WHAT IS NEEDED ->
Please copy the entries below, changing every "Locate" to "Find" and leaving all else unchanged.

DATA ROWS ->
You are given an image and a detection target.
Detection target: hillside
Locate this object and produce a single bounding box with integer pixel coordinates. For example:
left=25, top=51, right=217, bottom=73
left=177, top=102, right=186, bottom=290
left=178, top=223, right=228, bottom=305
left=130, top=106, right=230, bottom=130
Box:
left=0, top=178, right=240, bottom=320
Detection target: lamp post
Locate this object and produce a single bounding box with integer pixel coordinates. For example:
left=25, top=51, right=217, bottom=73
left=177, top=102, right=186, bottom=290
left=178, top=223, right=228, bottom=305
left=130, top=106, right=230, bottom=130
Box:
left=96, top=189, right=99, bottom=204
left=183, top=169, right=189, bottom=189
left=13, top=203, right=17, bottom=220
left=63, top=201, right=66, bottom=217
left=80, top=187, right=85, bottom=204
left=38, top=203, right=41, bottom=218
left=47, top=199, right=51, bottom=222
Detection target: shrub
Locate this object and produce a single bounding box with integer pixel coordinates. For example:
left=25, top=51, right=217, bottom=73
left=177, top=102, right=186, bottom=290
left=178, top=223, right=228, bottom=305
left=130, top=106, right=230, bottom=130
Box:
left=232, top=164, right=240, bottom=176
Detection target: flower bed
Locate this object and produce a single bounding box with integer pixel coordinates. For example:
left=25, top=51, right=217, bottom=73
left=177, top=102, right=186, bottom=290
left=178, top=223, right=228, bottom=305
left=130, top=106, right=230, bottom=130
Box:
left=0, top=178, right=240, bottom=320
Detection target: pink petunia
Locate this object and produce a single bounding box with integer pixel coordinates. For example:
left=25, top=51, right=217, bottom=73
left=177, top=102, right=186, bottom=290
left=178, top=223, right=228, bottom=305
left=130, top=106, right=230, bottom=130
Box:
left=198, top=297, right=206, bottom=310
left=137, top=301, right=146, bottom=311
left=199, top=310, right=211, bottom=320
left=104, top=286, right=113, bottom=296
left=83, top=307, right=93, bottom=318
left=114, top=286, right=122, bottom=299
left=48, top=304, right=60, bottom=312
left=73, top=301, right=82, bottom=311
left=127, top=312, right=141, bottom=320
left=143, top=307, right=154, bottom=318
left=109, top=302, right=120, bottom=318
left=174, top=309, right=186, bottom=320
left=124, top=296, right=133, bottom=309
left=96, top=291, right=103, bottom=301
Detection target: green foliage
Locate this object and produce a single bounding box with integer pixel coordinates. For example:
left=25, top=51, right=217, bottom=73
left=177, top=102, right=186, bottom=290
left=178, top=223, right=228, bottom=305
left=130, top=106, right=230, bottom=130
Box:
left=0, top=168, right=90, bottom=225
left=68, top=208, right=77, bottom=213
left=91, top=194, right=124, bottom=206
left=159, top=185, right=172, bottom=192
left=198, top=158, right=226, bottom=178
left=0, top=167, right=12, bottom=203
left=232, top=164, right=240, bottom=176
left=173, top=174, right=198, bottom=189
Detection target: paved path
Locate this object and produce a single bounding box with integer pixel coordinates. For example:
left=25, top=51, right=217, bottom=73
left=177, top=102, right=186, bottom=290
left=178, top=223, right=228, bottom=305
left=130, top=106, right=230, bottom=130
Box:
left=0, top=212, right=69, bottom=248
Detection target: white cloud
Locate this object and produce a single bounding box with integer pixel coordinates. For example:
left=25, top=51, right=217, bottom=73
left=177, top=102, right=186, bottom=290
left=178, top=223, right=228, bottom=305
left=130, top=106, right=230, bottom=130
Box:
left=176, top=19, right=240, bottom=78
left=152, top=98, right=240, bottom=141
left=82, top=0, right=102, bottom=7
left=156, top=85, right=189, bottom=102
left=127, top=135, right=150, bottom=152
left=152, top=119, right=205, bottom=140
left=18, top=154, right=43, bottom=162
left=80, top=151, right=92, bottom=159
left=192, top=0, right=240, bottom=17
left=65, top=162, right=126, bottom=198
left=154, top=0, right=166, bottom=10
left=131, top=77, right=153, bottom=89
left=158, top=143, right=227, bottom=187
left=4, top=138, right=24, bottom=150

SOLUTION FOR THIS EXERCISE ->
You are given an image and a detection target.
Detection target: hillside
Find this object and produce a single bounding box with integer pixel coordinates. For example:
left=25, top=51, right=217, bottom=73
left=177, top=102, right=186, bottom=290
left=178, top=223, right=228, bottom=305
left=130, top=106, right=230, bottom=130
Box:
left=0, top=178, right=240, bottom=320
Detection target: lamp post
Find this object and produce a single bounding box with integer pixel coordinates. For example:
left=25, top=51, right=217, bottom=73
left=177, top=102, right=186, bottom=290
left=178, top=223, right=228, bottom=305
left=130, top=106, right=230, bottom=130
Box:
left=96, top=189, right=99, bottom=204
left=183, top=169, right=189, bottom=189
left=13, top=203, right=17, bottom=220
left=63, top=201, right=66, bottom=217
left=80, top=187, right=85, bottom=204
left=38, top=203, right=41, bottom=218
left=47, top=199, right=51, bottom=222
Detection target: shrub
Find this object and produce a single bounding box with integer pixel coordinates. For example:
left=25, top=51, right=217, bottom=73
left=177, top=102, right=186, bottom=290
left=178, top=223, right=228, bottom=305
left=130, top=106, right=230, bottom=130
Box:
left=232, top=164, right=240, bottom=176
Detection target: flower bed
Find this object and produce a single bounding box with integer pixel coordinates. For example:
left=25, top=51, right=217, bottom=73
left=177, top=102, right=186, bottom=290
left=178, top=223, right=228, bottom=305
left=130, top=106, right=230, bottom=130
Box:
left=0, top=178, right=240, bottom=320
Detection target: pink petunia
Find this object and produce a single bounding box with integer pixel coordinates. For example:
left=25, top=51, right=217, bottom=73
left=177, top=102, right=186, bottom=290
left=178, top=223, right=228, bottom=305
left=130, top=106, right=230, bottom=130
Box:
left=198, top=297, right=206, bottom=310
left=137, top=301, right=146, bottom=311
left=199, top=310, right=211, bottom=320
left=104, top=286, right=113, bottom=296
left=83, top=307, right=93, bottom=318
left=114, top=286, right=122, bottom=299
left=48, top=304, right=60, bottom=312
left=73, top=301, right=82, bottom=311
left=127, top=312, right=141, bottom=320
left=143, top=307, right=154, bottom=318
left=109, top=302, right=120, bottom=318
left=174, top=309, right=186, bottom=320
left=124, top=296, right=133, bottom=309
left=96, top=291, right=103, bottom=301
Detection target: green foliage
Find this object and produce a single bounding box with integer pixel coordinates. For example:
left=25, top=51, right=217, bottom=73
left=177, top=102, right=186, bottom=290
left=178, top=223, right=228, bottom=305
left=130, top=106, right=230, bottom=130
Box:
left=0, top=168, right=90, bottom=225
left=68, top=208, right=77, bottom=213
left=91, top=194, right=124, bottom=206
left=159, top=185, right=172, bottom=192
left=198, top=158, right=226, bottom=178
left=0, top=167, right=12, bottom=203
left=232, top=164, right=240, bottom=176
left=173, top=174, right=198, bottom=189
Detection target: paved path
Find this object and produce a single bounding box with integer pixel coordinates. For example:
left=25, top=51, right=217, bottom=73
left=177, top=102, right=186, bottom=290
left=178, top=223, right=228, bottom=305
left=130, top=106, right=230, bottom=130
Box:
left=0, top=212, right=69, bottom=248
Detection target: white cloud
Find this object and produce a single bounding box with integer pixel coordinates. For example:
left=25, top=51, right=217, bottom=73
left=177, top=102, right=186, bottom=290
left=178, top=223, right=228, bottom=305
left=130, top=106, right=230, bottom=130
Box:
left=176, top=19, right=240, bottom=78
left=152, top=98, right=240, bottom=141
left=82, top=0, right=102, bottom=7
left=156, top=85, right=189, bottom=102
left=127, top=135, right=150, bottom=152
left=152, top=119, right=205, bottom=140
left=18, top=154, right=43, bottom=162
left=80, top=151, right=92, bottom=159
left=192, top=0, right=240, bottom=17
left=65, top=162, right=126, bottom=198
left=154, top=0, right=166, bottom=10
left=131, top=77, right=153, bottom=89
left=158, top=143, right=227, bottom=187
left=4, top=138, right=24, bottom=150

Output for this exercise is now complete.